Task item:
Please rewrite the autism diet article starting with "A challenging (but" and going on through "behavioral intervention program.", replacing "researchers" with "investigators".
═══ Page extract
This popular diet for autistic children doesn’t actually work

A current popular diet that complements treatments for children with autism spectrum disorder is gluten-free and casein-free meals, or in other words a no wheat, rye, barley, and/or milk diet. At least, until now.

In a recent study published in the Journal of Autism and Developmental Disorders, researchers sought to answer parents’ questions about dietary intervention with the most controlled dietary intervention and autism study to date. The results? Specialty diets that eliminate these foods had absolutely no effect on a child’s behavior, sleep, or bowel patterns.

“These diets have been very popular for many years as potential treatments for autism spectrum disorder, but we have found no evidence that they are effective,” said Susan Hyman, lead author of the study and chief of the Division of Neurodevelopmental and Behavioral Pediatrics at the University of Rochester Medical Center.

A challenging (but tasty) study

Following a group of children between the ages of 2.5 and 5.5 without any allergies or gastrointestinal disorders, researchers placed each child on a four-to-six week phase-in plan, where families implemented a gluten and casein-free diet and behavioral intervention program.

For twelve weeks, each child was provided snacks containing gluten, casein, both, or none as a placebo, all provided in a randomized order by a medical prep kitchen which ensured each snack tasted the exact same despite the ingredients. Gluten was hidden in snacks such as banana bread, brownies, and cookies, while casein hid within pudding, yogurt, and smoothies—all of which a small child would enjoy.

No one observing the study knew whether the snack provided contained any of the ingredients while tracking the children’s attention, activity, sleep patterns, and even bowel movements (that’s dedication). After the study, each child had received three of each food challenge, and were observed for another twelve weeks.

The hardest part of the study remained in maintaining their research group, says Tristram Smith, Hyman’s colleague and professor of neurodevelopmental and behavioral pediatrics. Originally, 22 children enrolled in the study, but only 14 made it all the way through the 30-week program due to its strict requirements.

“One reason that studies like this haven’t been done in the past is that it requires a tremendous amount of effort to control for all the potentially confounding factors,” Smith continued. To maintain control, researchers also ensured that each child received the same kind and amount of stimulation in the way of behavioral interventions and treatments to guarantee that any changes were limited to dietary causes.

Talk to a doctor first 

It’s important to note that researchers found no significant changes in children between each of the test snacks provided during the study. However, Hyman continues to warn against the use of these diets without talking to a dietician or doctor first.

“A GFCF diet can meet a child’s nutritional needs, but families may benefit from professional advice regarding provision of adequate calcium and vitamin D, for example,” Hyman explained.

“Though we didn’t find any effectiveness for GFCF diets, there are many potentially positive effects that diet can have on children with autism,” Hyman concluded. “The link between nutrition and behavior needs to be investigated further so families can make informed decisions.”
══════
═══ Dataset section
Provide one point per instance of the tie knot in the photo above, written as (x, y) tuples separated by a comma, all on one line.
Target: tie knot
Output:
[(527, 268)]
══════
Written reply:
A challenging (but tasty) study

Following a group of children between the ages of 2.5 and 5.5 without any allergies or gastrointestinal disorders, investigators placed each child on a four-to-six week phase-in plan, where families implemented a gluten and casein-free diet and behavioral intervention program.